[START OF SOURCE EXTRACT]

Skip to main content

Pull Cloud Function Logs with manager-node and Alert Failures to WeCom

In one sentence: Use a monitoring Cloud Function that runs on a schedule to call @cloudbase/manager-node's getFunctionLogsV2 and pull each target function's invocation logs from the past 5 minutes. Treat any RetCode != 200 as a failure, then push to a WeCom Group Bot after threshold checks and deduplication.

Estimated time: 40 minutes | Difficulty: Advanced

Applicable Scenarios

This recipe covers a different angle from the first two ops recipes in the batch — here's the breakdown:

ScenarioRecipe
How to push messages to WeCom (basic push layer)connect-wecom-webhook-cloud-function
A single cron job uses try/catch and alerts on failureschedule-cloud-function-cron-job Step 5
Actively pull logs from all functions externally for global error monitoringThis recipe

Applicable:

  • You want a "global monitor" that can monitor errors without modifying each Cloud Function's code
  • You already have a WeCom group and are familiar with webhook push workflows
  • You have tens to dozens of functions (hundreds would require further grouping)

Not applicable:

  • Scenarios where handling failures in a single function's own logic is sufficient. Modifying your own try/catch is cheaper than pulling logs
  • Scenarios requiring second-level real-time alerts. This approach is minute-level polling, not streaming
  • Monitoring function performance / Slow Queries. This recipe only looks at RetCode; use Console or searchClsLog for Slow Query analysis

Prerequisites

DependencyVersion
@cloudbase/manager-node5.0.0
@cloudbase/node-sdk3.18.1 (for writing deduplication state)
@cloudbase/clilatest
Node.js (Cloud Function runtime)16.13

Also required:

  • connect-wecom-webhook-cloud-function already deployed and WeCom webhook working
  • schedule-cloud-function-cron-job completed — familiar with the 7-field cron expression
  • A secretId / secretKey pair created in Tencent Cloud Console under "Access Management / API Keys" — used for manager-node authentication, not the same as the CloudBase apiKey
  • Console → CloudBase → Advanced → CLS Log Service enabled (if not, call app.log.createLogService() once first)

[END OF SOURCE EXTRACT]

● LIST OF TASKS
**1.** In the recipe, which condition in the pulled invocation logs is treated as a failure?
**2.** Retype the recipe, starting with "This recipe covers" and going on through "require further grouping)".
The data placed after this point is not required for this work.

[START OF MATERIAL]

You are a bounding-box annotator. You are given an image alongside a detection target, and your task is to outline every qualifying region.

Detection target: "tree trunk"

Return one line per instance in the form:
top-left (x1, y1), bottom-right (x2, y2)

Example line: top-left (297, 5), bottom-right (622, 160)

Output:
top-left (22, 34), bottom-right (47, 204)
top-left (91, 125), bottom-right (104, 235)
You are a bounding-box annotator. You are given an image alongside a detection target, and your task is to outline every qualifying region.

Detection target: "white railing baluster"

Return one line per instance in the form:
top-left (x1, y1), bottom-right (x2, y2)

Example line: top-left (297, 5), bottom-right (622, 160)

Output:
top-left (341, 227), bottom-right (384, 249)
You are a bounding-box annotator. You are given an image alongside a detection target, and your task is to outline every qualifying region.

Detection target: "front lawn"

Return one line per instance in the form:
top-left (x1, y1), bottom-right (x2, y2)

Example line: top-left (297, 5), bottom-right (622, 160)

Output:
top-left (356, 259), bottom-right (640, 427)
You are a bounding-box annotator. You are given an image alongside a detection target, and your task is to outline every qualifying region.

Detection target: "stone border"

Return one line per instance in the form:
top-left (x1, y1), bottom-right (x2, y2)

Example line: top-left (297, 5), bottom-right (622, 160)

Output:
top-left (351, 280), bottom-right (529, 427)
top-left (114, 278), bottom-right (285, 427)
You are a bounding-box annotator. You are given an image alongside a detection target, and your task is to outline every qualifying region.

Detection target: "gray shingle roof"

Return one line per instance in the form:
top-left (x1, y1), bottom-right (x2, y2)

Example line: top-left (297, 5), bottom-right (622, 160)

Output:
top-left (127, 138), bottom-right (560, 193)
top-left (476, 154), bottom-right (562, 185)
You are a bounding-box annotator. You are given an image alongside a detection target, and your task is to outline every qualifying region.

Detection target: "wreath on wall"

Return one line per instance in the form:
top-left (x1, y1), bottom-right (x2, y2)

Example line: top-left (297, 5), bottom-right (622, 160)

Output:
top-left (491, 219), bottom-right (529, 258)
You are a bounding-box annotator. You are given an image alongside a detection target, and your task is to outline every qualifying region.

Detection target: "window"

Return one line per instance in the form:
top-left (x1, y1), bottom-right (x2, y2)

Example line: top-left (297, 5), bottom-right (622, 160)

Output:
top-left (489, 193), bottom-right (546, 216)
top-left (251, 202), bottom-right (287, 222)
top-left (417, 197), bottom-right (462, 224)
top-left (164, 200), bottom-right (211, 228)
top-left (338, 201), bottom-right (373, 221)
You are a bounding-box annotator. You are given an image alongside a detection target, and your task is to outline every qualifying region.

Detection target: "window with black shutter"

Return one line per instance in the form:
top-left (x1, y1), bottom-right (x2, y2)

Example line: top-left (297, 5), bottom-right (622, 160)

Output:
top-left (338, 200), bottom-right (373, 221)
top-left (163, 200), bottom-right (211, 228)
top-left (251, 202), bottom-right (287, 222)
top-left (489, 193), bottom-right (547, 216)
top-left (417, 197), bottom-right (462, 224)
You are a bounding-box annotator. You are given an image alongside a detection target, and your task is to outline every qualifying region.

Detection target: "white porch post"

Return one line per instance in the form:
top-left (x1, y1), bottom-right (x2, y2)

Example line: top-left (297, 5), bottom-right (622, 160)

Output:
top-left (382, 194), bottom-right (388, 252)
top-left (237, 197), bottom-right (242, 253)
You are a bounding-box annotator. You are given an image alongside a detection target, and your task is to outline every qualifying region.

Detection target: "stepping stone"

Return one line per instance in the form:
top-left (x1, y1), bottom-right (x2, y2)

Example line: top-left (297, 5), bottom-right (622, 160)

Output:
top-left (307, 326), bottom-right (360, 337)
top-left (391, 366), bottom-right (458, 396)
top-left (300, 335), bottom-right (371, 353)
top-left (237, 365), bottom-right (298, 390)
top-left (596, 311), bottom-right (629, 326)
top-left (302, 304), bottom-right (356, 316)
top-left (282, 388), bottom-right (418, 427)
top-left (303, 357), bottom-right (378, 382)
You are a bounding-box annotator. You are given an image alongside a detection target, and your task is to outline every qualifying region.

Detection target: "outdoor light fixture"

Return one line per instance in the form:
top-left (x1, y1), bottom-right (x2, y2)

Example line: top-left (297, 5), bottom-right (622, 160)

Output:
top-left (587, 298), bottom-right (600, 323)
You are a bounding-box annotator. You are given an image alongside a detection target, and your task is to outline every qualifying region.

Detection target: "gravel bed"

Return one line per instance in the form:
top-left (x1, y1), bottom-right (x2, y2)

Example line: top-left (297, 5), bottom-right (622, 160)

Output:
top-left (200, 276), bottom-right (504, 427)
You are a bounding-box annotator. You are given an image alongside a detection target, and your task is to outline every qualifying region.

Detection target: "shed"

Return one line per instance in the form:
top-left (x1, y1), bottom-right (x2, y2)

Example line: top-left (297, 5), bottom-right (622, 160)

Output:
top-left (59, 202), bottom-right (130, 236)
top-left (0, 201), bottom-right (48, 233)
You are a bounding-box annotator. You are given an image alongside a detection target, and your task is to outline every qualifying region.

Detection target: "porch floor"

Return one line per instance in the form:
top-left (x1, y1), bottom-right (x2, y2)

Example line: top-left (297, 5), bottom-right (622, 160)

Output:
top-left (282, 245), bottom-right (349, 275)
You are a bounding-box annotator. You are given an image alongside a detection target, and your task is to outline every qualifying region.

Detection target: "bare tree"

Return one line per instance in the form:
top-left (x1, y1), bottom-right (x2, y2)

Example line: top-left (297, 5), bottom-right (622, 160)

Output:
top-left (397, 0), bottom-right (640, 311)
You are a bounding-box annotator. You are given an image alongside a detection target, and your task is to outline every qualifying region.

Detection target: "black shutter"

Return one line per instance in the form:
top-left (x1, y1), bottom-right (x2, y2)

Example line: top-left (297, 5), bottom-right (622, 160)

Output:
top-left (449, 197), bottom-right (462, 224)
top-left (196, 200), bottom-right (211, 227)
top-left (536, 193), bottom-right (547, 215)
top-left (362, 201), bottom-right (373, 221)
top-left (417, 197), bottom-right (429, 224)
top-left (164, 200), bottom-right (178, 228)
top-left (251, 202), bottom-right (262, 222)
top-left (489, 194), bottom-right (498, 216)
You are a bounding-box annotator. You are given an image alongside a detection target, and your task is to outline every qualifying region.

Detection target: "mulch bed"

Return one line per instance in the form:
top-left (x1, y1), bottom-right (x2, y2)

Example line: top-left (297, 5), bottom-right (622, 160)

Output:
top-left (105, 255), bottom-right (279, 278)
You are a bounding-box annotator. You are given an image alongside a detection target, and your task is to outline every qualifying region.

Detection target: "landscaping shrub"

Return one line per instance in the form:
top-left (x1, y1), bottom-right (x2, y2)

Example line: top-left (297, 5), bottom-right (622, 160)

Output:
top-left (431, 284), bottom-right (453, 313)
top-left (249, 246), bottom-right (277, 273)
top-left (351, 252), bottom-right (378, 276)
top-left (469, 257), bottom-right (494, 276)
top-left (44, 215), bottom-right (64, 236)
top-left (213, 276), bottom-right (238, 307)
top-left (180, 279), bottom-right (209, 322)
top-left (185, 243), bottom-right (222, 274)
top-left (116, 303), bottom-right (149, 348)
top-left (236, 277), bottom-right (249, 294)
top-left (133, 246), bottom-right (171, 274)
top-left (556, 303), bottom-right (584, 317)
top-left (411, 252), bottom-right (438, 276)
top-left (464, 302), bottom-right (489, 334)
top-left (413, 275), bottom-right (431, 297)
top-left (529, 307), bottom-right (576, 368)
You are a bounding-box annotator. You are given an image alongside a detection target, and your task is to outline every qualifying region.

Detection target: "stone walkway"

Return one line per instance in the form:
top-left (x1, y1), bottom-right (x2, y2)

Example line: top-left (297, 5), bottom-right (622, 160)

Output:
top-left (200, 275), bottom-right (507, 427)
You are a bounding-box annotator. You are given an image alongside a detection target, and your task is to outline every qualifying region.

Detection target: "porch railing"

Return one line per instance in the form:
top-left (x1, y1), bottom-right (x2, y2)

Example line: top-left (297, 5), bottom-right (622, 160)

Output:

[END OF MATERIAL]

● LIST OF SOLUTIONS
**1.** Any RetCode != 200.

**2.**
This recipe covers a different angle from the first two ops recipes in the batch — here's the breakdown:

ScenarioRecipe
How to push messages to WeCom (basic push layer)connect-wecom-webhook-cloud-function
A single cron job uses try/catch and alerts on failureschedule-cloud-function-cron-job Step 5
Actively pull logs from all functions externally for global error monitoringThis recipe

Applicable:

  • You want a "global monitor" that can monitor errors without modifying each Cloud Function's code
  • You already have a WeCom group and are familiar with webhook push workflows
  • You have tens to dozens of functions (hundreds would require further grouping)